TEXT UNDER STUDY:
I really do agree with you here, but here is my question: What should one do when one asks God to change one's orientation from gay to straight and the answer is a clear, firm "No"?

Don't pull any punches, I can handle my philosophical and theological self.

I'm sure you've heard stories like this before, but I wanted to give you some background.
I am a gay man, and a Christian. I know the Bible well, and came to exactly the conclusion you gave C. a few years ago when I finally admitted to myself that I am gay, and not just going through some kind of "phase". Since I first became conscious of my feeling towards other boys (middle school, not a Christian at the time but raised in a Christian household), I didn't want to be this way. I read every book I could find on sex and sexuality in the library (yes, all of it), and decided that I was just going through a phase, going with safe feelings etc. and would grow out of it naturally. 13 years later, at 25, there is no change. When I became a Christian in my heart and was Confirmed at 15, I began having to wrestle with the Scriptures and my feelings. Since I was influenced by my surroundings and my earlier conclusions, and my new-Christian-fervor, I didn't think that it was that scary, and prayed for Got to help me grow out of this. As I continued to fail to grow, despite my prayers and active internal work with no avail, and unable to believe that God hated me enough to twist my life like that and then condemn me for it, not that God wasn't there, I had to stare at the conclusion that God has said "no," for [my] own good and conclude that there is a reason I am gay, and a reason I am still gay, and that somehow that is God's will, God's reason. Therefore, there must be an error in the traditional interpretation or translation of Scripture, for why would God cause me against my will to have such a strong desire to do that which is sinful? It goes so far beyond Paul's thorn that I can't even put words to it. I am both gay and a person for whom Paul prescribes marriage, and I have seen the devastation that trying to put a gay man in a heterosexual marriage wreaks on all involved. His Grace is sufficient, but it has not granted me even the Gift of Celibacy.

DATA EXCERPTS:
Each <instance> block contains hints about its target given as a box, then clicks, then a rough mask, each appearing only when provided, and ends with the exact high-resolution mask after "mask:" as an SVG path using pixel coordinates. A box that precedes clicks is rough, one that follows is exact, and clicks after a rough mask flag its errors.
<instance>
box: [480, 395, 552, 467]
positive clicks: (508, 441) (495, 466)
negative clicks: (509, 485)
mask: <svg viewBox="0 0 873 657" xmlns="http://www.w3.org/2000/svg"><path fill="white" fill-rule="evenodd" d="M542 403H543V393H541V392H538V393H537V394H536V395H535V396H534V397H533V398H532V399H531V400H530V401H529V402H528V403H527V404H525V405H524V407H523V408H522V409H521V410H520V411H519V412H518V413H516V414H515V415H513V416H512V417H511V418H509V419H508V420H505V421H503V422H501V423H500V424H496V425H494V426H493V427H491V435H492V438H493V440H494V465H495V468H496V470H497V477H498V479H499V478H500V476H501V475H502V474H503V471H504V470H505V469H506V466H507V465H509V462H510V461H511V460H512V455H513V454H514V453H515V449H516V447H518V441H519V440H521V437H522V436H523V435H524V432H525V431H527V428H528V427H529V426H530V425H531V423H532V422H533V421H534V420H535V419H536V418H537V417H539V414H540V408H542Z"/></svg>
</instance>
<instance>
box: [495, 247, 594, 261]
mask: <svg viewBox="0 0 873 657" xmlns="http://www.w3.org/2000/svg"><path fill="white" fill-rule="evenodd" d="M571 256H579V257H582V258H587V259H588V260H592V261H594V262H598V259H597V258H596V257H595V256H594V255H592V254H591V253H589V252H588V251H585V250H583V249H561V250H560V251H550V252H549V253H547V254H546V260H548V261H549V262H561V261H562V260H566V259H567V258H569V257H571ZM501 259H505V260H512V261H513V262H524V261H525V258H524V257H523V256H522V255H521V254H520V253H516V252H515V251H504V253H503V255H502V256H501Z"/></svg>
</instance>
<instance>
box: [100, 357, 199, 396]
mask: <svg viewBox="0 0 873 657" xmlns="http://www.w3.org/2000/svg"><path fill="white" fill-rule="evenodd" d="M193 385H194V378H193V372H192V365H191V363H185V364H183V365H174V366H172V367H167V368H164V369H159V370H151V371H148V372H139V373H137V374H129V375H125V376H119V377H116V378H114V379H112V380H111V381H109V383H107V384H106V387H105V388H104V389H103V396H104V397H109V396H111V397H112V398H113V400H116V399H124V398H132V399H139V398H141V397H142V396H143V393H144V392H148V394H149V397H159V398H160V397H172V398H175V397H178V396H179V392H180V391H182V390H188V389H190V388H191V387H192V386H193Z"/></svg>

WHAT YOU NEED TO DO:
a – In the letter about orientation and prayer, at what age was the writer Confirmed?
b – List everything the letter about orientation and prayer names as having influenced the writer after becoming a Christian, when it did not seem that scary.
c – Do these statements agree with the letter about orientation and prayer? Answer yes or no for each, and quote the words from the letter that decide it.
(i) The writer first became aware of feelings toward other boys in middle school.
(ii) The writer was already a Christian in middle school.
(iii) The writer says grace has granted the Gift of Celibacy.
Answer from the letter alone, without the listing.

TASK-BY-TASK SOLUTIONS:
a – At 15.

b –
- The writer's surroundings
- The writer's earlier conclusions
- The writer's new-Christian fervor

c –
(i) Yes: "Since I first became conscious of my feeling towards other boys (middle school"
(ii) No: "not a Christian at the time but raised in a Christian household"
(iii) No: "it has not granted me even the Gift of Celibacy"